[Some records]

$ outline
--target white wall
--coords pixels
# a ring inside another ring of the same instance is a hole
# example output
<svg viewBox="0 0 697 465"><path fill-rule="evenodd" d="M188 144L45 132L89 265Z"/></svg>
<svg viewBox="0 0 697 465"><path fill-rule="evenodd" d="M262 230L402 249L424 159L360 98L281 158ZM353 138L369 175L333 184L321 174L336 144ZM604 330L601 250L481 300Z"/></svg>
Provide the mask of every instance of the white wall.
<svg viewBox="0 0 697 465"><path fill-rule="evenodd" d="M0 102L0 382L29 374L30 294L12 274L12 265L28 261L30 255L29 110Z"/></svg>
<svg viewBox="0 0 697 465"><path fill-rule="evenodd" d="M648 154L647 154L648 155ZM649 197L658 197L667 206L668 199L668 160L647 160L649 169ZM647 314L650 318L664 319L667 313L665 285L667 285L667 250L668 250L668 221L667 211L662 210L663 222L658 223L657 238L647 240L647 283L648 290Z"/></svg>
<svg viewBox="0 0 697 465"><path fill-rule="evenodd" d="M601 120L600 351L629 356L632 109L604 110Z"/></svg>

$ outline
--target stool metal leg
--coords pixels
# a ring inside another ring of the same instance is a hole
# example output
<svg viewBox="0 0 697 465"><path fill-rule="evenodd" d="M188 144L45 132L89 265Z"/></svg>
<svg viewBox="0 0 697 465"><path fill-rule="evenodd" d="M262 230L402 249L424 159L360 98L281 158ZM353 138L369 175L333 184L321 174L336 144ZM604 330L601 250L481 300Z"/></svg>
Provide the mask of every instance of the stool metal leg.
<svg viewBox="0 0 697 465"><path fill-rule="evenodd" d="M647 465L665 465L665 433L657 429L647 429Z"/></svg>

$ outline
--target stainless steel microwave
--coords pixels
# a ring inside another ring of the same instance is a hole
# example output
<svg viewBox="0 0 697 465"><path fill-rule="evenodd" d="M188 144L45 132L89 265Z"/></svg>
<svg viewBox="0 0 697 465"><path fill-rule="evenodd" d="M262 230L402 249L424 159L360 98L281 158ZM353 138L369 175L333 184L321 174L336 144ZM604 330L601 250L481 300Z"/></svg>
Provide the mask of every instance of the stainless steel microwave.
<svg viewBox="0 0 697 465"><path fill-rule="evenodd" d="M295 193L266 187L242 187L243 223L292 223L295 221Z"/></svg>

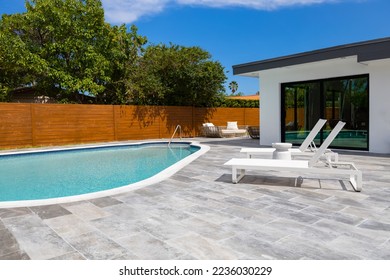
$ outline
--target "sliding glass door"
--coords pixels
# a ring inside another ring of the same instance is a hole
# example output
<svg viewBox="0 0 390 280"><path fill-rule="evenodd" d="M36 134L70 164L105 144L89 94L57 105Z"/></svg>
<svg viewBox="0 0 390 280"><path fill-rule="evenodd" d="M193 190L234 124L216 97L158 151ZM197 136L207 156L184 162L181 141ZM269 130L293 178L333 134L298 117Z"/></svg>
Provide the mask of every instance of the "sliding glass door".
<svg viewBox="0 0 390 280"><path fill-rule="evenodd" d="M300 145L319 118L328 120L320 145L339 120L332 147L368 150L368 75L282 84L282 141Z"/></svg>

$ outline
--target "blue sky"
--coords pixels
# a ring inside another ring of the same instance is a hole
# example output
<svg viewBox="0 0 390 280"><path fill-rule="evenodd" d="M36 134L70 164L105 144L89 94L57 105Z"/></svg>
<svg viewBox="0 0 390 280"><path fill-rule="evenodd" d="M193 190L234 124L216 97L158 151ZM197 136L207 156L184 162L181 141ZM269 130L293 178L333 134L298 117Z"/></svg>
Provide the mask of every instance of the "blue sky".
<svg viewBox="0 0 390 280"><path fill-rule="evenodd" d="M258 91L258 81L233 76L232 65L390 37L388 0L102 2L108 22L135 24L150 43L205 49L245 95ZM24 0L0 0L0 14L24 11Z"/></svg>

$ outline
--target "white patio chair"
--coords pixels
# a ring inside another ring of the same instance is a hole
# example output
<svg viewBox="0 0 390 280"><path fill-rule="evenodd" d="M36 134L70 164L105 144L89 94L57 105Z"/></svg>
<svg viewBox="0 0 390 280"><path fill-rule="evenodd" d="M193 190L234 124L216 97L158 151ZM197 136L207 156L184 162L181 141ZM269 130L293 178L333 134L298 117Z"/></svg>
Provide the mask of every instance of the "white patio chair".
<svg viewBox="0 0 390 280"><path fill-rule="evenodd" d="M349 176L349 181L351 182L353 189L360 192L362 189L362 172L356 168L354 163L340 161L327 161L326 163L323 163L320 161L320 158L323 156L330 143L334 140L344 125L344 122L339 122L336 125L329 136L325 139L324 143L312 153L310 160L233 158L224 165L232 167L233 183L238 183L245 176L245 170L247 169L261 171L290 171L297 175L299 174L298 178L304 174L326 174L329 176L347 175Z"/></svg>
<svg viewBox="0 0 390 280"><path fill-rule="evenodd" d="M306 136L305 140L299 146L299 148L289 149L291 156L312 156L313 152L317 150L314 143L314 138L320 132L321 128L325 125L327 120L319 119L310 133ZM272 158L272 154L275 148L242 148L241 153L246 153L248 158L252 156L260 156L262 158ZM338 161L338 154L327 149L325 151L327 156L332 161Z"/></svg>

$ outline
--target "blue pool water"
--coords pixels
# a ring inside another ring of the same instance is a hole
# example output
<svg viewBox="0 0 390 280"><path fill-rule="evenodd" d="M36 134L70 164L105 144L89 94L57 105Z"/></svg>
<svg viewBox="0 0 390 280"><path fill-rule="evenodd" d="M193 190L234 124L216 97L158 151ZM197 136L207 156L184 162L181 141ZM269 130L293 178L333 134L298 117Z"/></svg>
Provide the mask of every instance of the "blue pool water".
<svg viewBox="0 0 390 280"><path fill-rule="evenodd" d="M49 199L126 186L199 150L139 144L0 156L0 201Z"/></svg>

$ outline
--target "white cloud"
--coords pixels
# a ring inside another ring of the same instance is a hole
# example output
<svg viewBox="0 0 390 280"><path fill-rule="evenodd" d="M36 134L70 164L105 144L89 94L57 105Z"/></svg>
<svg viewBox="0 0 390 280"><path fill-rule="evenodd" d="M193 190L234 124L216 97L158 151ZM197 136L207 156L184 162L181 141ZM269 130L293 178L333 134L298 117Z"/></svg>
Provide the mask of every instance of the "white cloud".
<svg viewBox="0 0 390 280"><path fill-rule="evenodd" d="M114 23L132 23L142 16L162 12L172 5L222 7L246 7L272 10L294 5L311 5L337 0L102 0L106 20Z"/></svg>
<svg viewBox="0 0 390 280"><path fill-rule="evenodd" d="M170 0L102 0L106 20L114 24L132 23L145 15L160 13Z"/></svg>

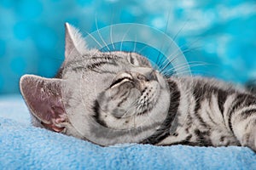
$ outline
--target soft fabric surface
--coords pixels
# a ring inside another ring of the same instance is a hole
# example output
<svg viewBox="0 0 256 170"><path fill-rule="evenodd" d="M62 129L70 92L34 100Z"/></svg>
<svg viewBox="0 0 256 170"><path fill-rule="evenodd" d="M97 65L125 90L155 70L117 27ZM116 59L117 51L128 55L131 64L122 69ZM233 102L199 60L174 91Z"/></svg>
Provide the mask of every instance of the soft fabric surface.
<svg viewBox="0 0 256 170"><path fill-rule="evenodd" d="M20 96L0 99L0 169L256 169L246 147L100 147L32 127Z"/></svg>

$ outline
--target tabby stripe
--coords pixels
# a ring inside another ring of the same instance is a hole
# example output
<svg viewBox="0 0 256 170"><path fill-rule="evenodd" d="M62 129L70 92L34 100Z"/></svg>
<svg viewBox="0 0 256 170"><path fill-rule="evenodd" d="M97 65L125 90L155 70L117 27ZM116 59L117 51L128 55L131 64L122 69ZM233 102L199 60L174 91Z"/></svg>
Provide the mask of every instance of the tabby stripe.
<svg viewBox="0 0 256 170"><path fill-rule="evenodd" d="M198 119L198 121L201 122L201 125L207 128L207 123L204 122L202 117L199 115L198 110L201 107L201 101L204 99L205 95L207 95L207 93L208 93L206 90L207 87L205 85L201 85L199 82L196 83L195 89L193 91L193 95L195 96L195 106L194 110L194 114Z"/></svg>
<svg viewBox="0 0 256 170"><path fill-rule="evenodd" d="M99 124L101 124L102 126L108 128L105 122L103 122L100 119L100 110L100 110L100 105L99 105L99 103L96 99L94 101L94 105L93 105L92 109L93 109L93 111L94 111L94 116L94 116L95 120Z"/></svg>
<svg viewBox="0 0 256 170"><path fill-rule="evenodd" d="M218 91L218 105L222 116L224 117L224 105L227 99L228 94L222 89Z"/></svg>
<svg viewBox="0 0 256 170"><path fill-rule="evenodd" d="M124 93L124 94L122 94L122 96L125 96L126 94L128 94L128 91ZM122 98L122 96L120 96L120 98ZM119 103L118 103L118 107L119 107L126 100L127 100L127 97L123 98L122 100Z"/></svg>
<svg viewBox="0 0 256 170"><path fill-rule="evenodd" d="M195 134L196 136L196 141L199 142L199 145L201 146L210 146L212 145L211 140L207 139L205 138L205 136L208 137L210 136L210 132L209 131L200 131L199 129L195 130Z"/></svg>
<svg viewBox="0 0 256 170"><path fill-rule="evenodd" d="M241 116L242 116L243 119L247 119L249 116L251 116L253 113L256 113L256 108L244 110L241 113Z"/></svg>
<svg viewBox="0 0 256 170"><path fill-rule="evenodd" d="M239 94L236 97L237 99L235 100L236 103L230 107L230 111L228 112L228 122L229 122L229 128L231 130L231 132L234 133L233 131L233 127L231 123L231 119L232 116L235 113L236 110L239 109L239 107L246 107L246 106L250 106L250 105L253 105L256 101L256 97L253 95L248 95L248 94Z"/></svg>
<svg viewBox="0 0 256 170"><path fill-rule="evenodd" d="M161 124L160 128L158 128L154 134L143 140L141 142L142 144L156 144L161 142L166 137L170 136L172 123L177 114L177 109L180 103L180 92L176 82L168 81L168 84L170 88L170 102L172 105L170 105L166 118Z"/></svg>

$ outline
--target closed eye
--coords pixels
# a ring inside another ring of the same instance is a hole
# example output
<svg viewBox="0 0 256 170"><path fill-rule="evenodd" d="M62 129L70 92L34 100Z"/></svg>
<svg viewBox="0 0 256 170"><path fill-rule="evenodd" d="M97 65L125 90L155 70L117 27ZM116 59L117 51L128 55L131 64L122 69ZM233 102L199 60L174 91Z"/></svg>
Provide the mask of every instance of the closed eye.
<svg viewBox="0 0 256 170"><path fill-rule="evenodd" d="M131 78L130 77L122 77L122 78L119 78L116 81L113 81L113 83L110 85L110 88L113 88L118 84L123 83L125 82L128 82L128 81L132 81Z"/></svg>

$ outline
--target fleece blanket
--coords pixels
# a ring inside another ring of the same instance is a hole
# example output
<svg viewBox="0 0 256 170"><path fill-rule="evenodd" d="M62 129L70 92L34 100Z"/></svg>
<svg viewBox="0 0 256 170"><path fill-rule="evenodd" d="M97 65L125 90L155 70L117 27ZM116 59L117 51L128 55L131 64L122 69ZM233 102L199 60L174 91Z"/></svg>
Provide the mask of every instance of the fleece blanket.
<svg viewBox="0 0 256 170"><path fill-rule="evenodd" d="M256 169L247 147L101 147L34 128L20 96L0 98L0 169Z"/></svg>

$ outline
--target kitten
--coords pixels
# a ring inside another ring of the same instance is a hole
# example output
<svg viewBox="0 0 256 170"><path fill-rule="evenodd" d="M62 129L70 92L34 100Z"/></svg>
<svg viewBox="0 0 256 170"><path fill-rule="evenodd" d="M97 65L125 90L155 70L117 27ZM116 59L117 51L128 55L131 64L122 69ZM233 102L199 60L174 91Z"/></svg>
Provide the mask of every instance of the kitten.
<svg viewBox="0 0 256 170"><path fill-rule="evenodd" d="M256 150L256 96L217 80L166 77L142 55L88 49L66 24L55 78L25 75L20 91L36 127L108 146L248 146Z"/></svg>

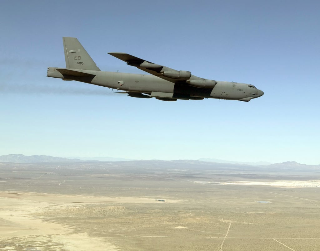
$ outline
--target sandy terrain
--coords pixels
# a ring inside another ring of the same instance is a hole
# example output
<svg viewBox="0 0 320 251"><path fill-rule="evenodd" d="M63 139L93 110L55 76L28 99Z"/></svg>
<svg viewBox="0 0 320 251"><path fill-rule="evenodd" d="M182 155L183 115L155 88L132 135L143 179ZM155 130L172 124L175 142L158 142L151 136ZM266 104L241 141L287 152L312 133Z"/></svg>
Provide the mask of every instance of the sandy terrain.
<svg viewBox="0 0 320 251"><path fill-rule="evenodd" d="M168 203L178 201L167 201ZM41 248L48 243L54 243L56 250L118 250L103 238L93 237L85 233L76 232L66 225L45 222L33 217L47 210L54 210L64 215L70 210L79 214L81 204L100 203L159 203L153 198L121 197L108 198L79 195L49 194L19 192L0 192L0 242L16 238L17 240L27 240ZM109 207L111 208L115 207ZM119 211L119 207L116 209ZM111 209L108 208L109 210ZM121 211L121 210L120 210ZM15 247L19 247L17 242ZM0 250L12 250L9 249ZM16 249L18 250L18 249ZM30 249L29 249L29 250Z"/></svg>
<svg viewBox="0 0 320 251"><path fill-rule="evenodd" d="M276 181L238 181L229 182L211 182L211 181L192 181L202 184L221 184L224 185L251 185L269 186L285 186L287 187L319 187L320 180L278 180Z"/></svg>
<svg viewBox="0 0 320 251"><path fill-rule="evenodd" d="M320 173L148 164L0 169L0 251L320 250Z"/></svg>

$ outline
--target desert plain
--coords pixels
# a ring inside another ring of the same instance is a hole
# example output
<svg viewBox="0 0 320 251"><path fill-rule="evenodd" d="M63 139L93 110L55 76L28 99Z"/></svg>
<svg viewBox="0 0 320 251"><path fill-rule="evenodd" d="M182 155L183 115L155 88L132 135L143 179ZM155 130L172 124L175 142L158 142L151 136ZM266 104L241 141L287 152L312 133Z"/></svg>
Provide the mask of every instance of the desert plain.
<svg viewBox="0 0 320 251"><path fill-rule="evenodd" d="M317 170L3 163L0 174L0 250L320 250Z"/></svg>

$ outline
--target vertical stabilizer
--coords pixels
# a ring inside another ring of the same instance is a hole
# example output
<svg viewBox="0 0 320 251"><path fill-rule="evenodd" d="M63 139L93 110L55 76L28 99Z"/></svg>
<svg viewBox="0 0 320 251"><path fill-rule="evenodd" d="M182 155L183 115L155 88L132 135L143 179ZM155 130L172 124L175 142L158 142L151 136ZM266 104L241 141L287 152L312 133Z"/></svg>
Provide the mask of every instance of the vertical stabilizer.
<svg viewBox="0 0 320 251"><path fill-rule="evenodd" d="M94 61L75 37L62 38L67 68L100 71Z"/></svg>

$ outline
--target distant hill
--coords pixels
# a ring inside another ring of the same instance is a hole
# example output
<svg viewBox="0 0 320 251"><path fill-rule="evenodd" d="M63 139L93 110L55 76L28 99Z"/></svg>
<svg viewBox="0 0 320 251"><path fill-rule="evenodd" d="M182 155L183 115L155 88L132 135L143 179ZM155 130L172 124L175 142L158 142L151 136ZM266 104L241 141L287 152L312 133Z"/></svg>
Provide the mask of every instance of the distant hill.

## WHAT YOU HAVE TO DO
Return, unchanged, the stretch of the records from their start through the line containing "Provide the mask of every instance of the white".

## WRITTEN SOLUTION
$ outline
--target white wall
--coords pixels
# a ring inside another ring of the same instance is a hole
# example output
<svg viewBox="0 0 697 465"><path fill-rule="evenodd" d="M188 144L45 132L89 265Z"/></svg>
<svg viewBox="0 0 697 465"><path fill-rule="evenodd" d="M262 230L402 249L424 159L360 98L281 158ZM353 138L369 175L333 184L321 174L336 144ZM604 330L601 250L481 300Z"/></svg>
Provide the mask of every instance of the white wall.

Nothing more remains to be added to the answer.